[Saved entries]
----
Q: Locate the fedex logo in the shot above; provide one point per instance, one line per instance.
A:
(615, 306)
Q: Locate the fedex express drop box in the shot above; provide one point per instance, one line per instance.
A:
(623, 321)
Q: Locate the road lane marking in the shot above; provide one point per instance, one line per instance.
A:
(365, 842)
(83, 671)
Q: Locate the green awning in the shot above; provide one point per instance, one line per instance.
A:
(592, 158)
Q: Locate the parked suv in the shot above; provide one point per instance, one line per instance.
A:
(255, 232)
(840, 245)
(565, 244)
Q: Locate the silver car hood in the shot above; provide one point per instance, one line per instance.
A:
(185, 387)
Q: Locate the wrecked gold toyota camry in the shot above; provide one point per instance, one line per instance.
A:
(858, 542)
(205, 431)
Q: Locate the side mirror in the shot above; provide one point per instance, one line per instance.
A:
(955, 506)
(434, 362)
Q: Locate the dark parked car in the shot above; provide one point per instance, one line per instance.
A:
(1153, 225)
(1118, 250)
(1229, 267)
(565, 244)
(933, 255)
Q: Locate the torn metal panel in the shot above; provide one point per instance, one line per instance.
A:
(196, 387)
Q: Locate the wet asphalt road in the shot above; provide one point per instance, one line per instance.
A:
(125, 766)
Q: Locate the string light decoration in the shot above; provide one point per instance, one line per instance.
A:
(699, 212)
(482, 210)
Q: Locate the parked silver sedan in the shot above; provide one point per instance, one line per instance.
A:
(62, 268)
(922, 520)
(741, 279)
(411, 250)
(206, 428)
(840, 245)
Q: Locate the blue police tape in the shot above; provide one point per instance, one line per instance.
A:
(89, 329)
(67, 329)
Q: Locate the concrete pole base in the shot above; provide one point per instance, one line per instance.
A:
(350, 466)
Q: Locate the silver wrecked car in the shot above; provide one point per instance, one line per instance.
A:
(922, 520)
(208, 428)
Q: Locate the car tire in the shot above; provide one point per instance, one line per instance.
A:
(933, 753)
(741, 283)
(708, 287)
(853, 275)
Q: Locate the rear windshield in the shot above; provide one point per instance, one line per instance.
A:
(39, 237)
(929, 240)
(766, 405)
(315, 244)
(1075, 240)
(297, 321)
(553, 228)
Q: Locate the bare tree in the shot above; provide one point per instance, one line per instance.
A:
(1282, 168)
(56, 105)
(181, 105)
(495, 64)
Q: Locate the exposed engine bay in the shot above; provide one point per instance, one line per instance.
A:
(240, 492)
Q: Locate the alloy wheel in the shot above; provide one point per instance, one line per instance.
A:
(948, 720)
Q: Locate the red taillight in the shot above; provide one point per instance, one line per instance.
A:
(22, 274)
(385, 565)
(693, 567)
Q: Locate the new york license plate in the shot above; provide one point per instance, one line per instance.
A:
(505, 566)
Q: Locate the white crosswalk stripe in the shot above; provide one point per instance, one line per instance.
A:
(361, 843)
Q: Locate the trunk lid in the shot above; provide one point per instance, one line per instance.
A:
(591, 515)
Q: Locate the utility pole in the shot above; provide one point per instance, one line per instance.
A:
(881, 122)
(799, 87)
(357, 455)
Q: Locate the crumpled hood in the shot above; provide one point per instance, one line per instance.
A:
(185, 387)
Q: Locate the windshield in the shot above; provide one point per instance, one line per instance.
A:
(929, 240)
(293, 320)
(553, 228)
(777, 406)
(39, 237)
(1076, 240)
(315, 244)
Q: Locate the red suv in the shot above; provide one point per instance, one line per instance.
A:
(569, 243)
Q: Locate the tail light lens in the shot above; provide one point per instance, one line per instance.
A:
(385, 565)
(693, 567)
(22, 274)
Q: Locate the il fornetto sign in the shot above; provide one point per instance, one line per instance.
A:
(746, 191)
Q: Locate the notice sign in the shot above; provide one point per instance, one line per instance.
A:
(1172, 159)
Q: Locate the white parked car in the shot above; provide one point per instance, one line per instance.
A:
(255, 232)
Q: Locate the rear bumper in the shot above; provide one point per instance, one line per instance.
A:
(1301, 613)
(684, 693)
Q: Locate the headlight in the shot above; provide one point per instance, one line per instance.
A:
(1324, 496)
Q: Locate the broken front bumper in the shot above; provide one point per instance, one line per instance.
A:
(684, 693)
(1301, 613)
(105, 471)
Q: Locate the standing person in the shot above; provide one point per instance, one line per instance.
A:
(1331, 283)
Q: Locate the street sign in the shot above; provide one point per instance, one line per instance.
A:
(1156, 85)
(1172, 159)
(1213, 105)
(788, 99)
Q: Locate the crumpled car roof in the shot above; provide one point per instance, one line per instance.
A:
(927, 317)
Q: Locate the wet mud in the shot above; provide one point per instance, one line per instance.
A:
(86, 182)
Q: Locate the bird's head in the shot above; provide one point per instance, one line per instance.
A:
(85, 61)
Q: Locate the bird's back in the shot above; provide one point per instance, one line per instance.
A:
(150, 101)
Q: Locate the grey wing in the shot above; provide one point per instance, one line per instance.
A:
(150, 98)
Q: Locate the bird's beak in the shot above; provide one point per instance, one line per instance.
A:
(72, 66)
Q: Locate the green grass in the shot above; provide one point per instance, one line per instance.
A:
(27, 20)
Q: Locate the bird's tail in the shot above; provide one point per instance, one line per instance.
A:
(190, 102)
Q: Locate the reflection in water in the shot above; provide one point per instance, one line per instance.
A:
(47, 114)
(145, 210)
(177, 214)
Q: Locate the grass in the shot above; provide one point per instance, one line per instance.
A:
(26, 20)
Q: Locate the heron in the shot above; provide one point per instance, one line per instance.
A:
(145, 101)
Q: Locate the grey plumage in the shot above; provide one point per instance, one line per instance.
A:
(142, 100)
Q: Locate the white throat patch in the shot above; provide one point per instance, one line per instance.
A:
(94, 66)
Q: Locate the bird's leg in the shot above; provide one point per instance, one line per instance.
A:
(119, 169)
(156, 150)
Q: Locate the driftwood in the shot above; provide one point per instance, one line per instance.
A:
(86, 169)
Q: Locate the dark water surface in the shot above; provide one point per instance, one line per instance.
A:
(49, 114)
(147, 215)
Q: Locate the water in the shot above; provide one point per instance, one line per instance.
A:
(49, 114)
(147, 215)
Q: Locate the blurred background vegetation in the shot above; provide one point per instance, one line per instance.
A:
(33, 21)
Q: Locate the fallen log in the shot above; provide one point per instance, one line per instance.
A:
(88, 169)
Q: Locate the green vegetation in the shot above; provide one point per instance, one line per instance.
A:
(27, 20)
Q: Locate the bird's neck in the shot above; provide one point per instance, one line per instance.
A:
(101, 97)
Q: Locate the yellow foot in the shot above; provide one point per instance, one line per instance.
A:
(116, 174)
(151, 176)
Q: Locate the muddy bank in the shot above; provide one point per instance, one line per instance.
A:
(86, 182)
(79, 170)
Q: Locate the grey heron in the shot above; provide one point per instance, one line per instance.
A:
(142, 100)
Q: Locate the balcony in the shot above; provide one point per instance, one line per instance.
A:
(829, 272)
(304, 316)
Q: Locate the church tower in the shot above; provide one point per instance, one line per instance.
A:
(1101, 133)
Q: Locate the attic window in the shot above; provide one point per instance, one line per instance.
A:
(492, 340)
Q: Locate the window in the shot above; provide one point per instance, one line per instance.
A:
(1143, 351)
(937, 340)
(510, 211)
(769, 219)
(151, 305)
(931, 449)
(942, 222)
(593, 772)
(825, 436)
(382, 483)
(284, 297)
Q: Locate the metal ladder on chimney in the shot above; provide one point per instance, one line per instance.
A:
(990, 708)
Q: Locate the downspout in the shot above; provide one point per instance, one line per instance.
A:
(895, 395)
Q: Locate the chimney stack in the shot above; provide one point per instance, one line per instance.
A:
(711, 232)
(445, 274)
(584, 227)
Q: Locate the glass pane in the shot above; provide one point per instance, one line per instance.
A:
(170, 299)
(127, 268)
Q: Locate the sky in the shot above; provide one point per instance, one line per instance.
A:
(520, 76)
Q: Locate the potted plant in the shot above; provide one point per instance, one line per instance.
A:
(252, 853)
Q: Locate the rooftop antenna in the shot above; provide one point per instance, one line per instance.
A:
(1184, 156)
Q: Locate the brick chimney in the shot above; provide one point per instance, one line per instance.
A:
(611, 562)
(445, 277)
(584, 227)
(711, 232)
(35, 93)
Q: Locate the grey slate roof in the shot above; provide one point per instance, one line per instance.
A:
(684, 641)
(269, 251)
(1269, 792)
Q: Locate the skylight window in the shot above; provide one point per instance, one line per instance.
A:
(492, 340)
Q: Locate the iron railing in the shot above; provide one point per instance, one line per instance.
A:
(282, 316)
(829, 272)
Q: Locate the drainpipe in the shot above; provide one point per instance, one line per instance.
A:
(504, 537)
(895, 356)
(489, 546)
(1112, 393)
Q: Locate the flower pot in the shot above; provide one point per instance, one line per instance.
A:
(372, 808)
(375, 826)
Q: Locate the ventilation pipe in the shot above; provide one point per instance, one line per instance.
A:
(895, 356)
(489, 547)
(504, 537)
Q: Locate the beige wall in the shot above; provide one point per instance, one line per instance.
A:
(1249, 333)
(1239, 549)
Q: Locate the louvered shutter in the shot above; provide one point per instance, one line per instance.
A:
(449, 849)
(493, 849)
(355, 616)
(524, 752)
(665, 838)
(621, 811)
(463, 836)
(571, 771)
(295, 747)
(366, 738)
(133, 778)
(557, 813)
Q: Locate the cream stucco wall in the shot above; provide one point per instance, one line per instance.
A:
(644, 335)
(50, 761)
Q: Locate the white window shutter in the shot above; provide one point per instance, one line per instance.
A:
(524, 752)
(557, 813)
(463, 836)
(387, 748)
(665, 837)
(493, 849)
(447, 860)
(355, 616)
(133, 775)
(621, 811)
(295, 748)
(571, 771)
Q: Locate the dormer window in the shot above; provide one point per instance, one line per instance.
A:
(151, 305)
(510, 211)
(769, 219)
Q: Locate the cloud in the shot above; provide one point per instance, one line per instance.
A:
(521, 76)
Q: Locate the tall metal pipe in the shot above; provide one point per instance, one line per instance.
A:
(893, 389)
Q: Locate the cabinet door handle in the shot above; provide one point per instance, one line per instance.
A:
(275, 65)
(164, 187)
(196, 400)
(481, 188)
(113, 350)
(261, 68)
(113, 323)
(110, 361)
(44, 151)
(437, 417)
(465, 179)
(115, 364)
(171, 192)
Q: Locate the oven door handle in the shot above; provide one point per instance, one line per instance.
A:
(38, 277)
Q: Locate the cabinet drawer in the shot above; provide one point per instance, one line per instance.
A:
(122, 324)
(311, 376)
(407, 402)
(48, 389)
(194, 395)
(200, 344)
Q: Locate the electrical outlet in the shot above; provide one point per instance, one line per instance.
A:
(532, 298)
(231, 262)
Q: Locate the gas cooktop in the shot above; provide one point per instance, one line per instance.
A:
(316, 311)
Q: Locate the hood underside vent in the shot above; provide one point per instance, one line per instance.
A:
----
• **The problem**
For every line of the records that has the word "windshield" in it, make a copy.

• **Solution for this exercise**
Q: Locate the rear windshield in the shot above; provide one point per instance, one line per instance.
Q: Locate the windshield in the shot above; provide one point per instance, one line per instance.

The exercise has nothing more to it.